Süddeutsche Zeitung

Jesiden im Irak:Ein Volk, verfolgt als "Teufelsanbeter"

Lesezeit: 3 min

Kinder verdursten, es gibt Berichte über verschleppte Frauen und Tötungen: Kaum eine Minderheit wird von der Terrormiliz Islamischer Staat im Irak so gnadenlos verfolgt wie die Jesiden. Noch immer sitzen Zehntausende auf dem Berg fest. US-Flugzeuge versuchen, ihre Not zu lindern.

Von Isabel Pfaff

Die Abgeordnete braucht kein Mikrofon, um den Sprecher des Parlaments zu übertönen. Unter Tränen ruft sie in den Saal: "Unsere Männer werden abgeschlachtet, unsere Frauen werden als Sklavinnen verkauft." Der Sprecher versucht, die Parlamentarierin zu unterbrechen, doch Vian Dakhil lässt sich nicht stoppen. "Kommt uns zu Hilfe!", ruft sie ihren Abgeordneten-Kollegen zu.

> [Aufgaben]
- a) Fasse den Artikel über die Jesiden im Irak in zwei Sätzen zusammen.
- b) Führe den Artikel über die Jesiden im Irak nach seinem letzten Satz fort.

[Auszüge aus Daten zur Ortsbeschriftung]
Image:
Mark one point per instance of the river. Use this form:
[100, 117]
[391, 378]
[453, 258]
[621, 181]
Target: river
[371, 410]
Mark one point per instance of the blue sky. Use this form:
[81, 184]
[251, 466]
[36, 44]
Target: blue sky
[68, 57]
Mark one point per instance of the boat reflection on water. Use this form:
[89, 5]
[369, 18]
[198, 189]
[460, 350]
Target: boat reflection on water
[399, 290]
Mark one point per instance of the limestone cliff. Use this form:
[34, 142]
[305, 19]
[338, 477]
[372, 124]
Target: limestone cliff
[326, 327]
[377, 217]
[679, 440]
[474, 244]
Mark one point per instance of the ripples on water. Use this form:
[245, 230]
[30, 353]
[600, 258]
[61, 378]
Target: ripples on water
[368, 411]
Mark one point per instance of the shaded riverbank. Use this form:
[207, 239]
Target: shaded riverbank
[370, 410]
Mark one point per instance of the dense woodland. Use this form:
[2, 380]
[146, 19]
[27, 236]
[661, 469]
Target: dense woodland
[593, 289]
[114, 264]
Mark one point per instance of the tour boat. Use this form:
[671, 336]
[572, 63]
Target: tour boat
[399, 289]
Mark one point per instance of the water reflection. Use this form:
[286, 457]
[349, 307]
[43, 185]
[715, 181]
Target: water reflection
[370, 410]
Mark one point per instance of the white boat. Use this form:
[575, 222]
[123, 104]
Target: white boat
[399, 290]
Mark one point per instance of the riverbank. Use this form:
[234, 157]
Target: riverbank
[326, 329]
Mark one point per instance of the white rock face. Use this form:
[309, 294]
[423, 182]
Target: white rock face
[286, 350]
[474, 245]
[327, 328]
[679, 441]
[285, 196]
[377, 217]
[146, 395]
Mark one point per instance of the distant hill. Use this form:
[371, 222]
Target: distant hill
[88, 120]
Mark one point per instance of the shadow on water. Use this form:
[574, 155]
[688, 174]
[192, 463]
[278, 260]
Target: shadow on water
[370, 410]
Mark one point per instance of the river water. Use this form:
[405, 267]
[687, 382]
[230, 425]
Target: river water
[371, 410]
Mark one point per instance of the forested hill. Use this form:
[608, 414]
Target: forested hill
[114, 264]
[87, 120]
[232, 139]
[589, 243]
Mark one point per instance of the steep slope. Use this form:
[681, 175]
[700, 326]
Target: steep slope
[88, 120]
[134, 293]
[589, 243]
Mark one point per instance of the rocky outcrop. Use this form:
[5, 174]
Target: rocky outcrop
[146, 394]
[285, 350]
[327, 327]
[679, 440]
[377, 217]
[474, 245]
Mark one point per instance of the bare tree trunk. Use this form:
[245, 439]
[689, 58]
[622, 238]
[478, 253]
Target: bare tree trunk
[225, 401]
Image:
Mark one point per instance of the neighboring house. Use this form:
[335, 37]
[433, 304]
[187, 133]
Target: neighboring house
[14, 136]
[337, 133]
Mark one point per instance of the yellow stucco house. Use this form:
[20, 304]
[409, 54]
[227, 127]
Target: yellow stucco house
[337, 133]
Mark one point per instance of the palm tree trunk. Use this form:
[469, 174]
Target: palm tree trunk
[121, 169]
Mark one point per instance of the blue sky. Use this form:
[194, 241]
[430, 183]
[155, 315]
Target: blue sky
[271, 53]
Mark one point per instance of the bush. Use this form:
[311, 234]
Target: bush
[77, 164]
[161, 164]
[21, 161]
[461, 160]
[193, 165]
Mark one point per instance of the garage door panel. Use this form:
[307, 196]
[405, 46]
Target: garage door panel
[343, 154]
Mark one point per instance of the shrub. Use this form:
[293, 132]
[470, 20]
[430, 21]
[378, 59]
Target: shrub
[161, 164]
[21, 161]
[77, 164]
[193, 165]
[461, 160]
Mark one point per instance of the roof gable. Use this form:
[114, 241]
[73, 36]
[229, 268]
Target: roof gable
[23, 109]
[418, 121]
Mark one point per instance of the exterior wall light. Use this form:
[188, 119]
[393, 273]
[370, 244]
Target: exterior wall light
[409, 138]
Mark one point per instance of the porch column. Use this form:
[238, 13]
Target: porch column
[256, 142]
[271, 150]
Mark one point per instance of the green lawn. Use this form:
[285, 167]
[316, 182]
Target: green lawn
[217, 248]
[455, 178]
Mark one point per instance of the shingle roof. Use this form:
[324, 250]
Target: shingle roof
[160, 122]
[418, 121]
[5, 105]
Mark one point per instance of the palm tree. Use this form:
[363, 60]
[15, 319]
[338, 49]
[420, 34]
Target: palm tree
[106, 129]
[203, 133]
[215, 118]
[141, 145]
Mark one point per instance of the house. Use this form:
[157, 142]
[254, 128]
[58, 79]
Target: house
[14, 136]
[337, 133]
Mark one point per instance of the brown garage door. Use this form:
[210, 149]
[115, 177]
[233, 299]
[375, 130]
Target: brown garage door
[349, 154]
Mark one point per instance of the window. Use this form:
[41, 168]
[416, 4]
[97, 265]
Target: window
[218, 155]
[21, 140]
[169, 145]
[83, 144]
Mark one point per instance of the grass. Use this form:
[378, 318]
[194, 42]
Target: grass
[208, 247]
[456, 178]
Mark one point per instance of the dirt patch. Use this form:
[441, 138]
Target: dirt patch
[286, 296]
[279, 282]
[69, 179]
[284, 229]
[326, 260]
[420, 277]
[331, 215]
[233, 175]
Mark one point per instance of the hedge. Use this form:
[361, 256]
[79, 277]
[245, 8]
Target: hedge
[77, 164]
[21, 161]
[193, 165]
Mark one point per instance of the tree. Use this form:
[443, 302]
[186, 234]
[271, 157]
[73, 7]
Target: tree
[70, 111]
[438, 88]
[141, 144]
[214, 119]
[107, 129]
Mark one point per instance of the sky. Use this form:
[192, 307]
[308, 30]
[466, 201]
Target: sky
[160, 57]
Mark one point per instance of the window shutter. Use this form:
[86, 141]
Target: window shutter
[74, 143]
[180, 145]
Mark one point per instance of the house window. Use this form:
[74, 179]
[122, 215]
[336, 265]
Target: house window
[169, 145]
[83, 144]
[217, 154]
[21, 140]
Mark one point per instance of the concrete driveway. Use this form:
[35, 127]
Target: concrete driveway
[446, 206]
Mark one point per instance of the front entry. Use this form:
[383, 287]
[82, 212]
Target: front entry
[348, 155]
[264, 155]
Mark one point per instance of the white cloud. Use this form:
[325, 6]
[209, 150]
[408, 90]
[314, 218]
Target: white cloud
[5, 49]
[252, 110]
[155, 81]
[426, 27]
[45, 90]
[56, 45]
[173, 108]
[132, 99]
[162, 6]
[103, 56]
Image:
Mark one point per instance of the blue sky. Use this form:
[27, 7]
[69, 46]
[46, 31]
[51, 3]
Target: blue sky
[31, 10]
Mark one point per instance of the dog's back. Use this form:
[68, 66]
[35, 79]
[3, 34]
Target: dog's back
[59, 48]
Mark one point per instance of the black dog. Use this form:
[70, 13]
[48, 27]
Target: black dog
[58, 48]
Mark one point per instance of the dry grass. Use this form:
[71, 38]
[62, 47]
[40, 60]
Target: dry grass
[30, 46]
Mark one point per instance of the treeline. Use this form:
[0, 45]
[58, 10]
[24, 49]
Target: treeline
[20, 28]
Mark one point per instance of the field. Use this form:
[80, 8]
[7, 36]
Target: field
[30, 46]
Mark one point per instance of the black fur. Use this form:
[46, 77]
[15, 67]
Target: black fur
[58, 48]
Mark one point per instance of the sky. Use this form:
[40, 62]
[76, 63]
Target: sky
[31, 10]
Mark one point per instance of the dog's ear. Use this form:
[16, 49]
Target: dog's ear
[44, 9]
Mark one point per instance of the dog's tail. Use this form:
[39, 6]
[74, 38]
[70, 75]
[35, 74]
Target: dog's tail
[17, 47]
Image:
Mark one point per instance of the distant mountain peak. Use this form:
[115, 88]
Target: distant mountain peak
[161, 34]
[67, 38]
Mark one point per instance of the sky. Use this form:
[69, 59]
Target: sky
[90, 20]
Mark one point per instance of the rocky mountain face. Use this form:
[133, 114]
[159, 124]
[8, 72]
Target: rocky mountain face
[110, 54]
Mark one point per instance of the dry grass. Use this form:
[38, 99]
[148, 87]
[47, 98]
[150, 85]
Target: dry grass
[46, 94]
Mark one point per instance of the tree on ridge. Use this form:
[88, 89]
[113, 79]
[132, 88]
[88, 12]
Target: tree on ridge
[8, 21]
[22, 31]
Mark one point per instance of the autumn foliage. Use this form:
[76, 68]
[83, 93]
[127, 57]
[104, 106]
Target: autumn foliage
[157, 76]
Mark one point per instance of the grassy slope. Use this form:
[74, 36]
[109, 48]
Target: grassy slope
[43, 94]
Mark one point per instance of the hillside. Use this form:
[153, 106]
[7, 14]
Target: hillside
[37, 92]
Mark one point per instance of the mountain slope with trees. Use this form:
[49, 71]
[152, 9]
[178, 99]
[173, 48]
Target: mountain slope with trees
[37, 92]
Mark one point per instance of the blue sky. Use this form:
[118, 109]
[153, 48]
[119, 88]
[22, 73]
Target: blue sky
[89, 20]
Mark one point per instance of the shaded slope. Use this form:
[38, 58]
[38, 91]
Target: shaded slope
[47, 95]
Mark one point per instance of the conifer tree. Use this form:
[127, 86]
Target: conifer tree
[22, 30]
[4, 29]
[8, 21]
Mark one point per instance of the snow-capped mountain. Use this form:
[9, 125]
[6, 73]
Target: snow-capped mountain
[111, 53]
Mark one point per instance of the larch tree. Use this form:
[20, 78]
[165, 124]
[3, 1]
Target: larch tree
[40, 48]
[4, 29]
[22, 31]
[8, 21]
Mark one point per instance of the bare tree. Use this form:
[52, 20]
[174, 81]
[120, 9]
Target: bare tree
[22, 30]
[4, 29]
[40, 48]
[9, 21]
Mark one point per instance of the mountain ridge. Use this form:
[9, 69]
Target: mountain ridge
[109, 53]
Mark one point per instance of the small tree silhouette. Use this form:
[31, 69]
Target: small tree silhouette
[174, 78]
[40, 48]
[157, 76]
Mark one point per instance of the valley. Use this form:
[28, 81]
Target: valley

> [Antworten]
- a) Kaum eine Minderheit wird von der Terrormiliz Islamischer Staat im Irak so gnadenlos verfolgt wie die Jesiden: Kinder verdursten, es gibt Berichte über verschleppte Frauen und Tötungen, und noch immer sitzen Zehntausende auf dem Berg fest. Im Parlament ruft die Abgeordnete Vian Dakhil unter Tränen ihre Kollegen um Hilfe an und lässt sich vom Sprecher nicht unterbrechen.

- b)
Vian Dakhil ist Jesidin - die einzige im irakischen Parlament. Die Jesiden sind weder Christen noch Muslime, sie bilden eine kleine religiöse Minderheit, in die man nur hineingeboren werden kann. Als Dakhil an diesem Mittwoch in Bagdad das Wort ergreift, sitzen Zehntausende Angehörige ihres Volkes im Sindschar-Gebirge im Norden des Irak fest.

Kämpfer der Islamistengruppe Islamischer Staat (IS) haben am Wochenende die Stadt Sindschar gestürmt. Ohne ausreichend Wasser oder Nahrung flohen etwa 40 000 Menschen, vorrangig Jesiden, vor dem Horror der Islamisten - ohne Wasser, ohne Nahrung. Wer sich aus dem Gebirge hinabwagt, läuft den IS-Kämpfern direkt in die Arme. Sie betrachten die Jesiden als Ketzer, sogar als Teufelsanbeter. Und stellen sie vor die Wahl: Konvertieren oder Tod.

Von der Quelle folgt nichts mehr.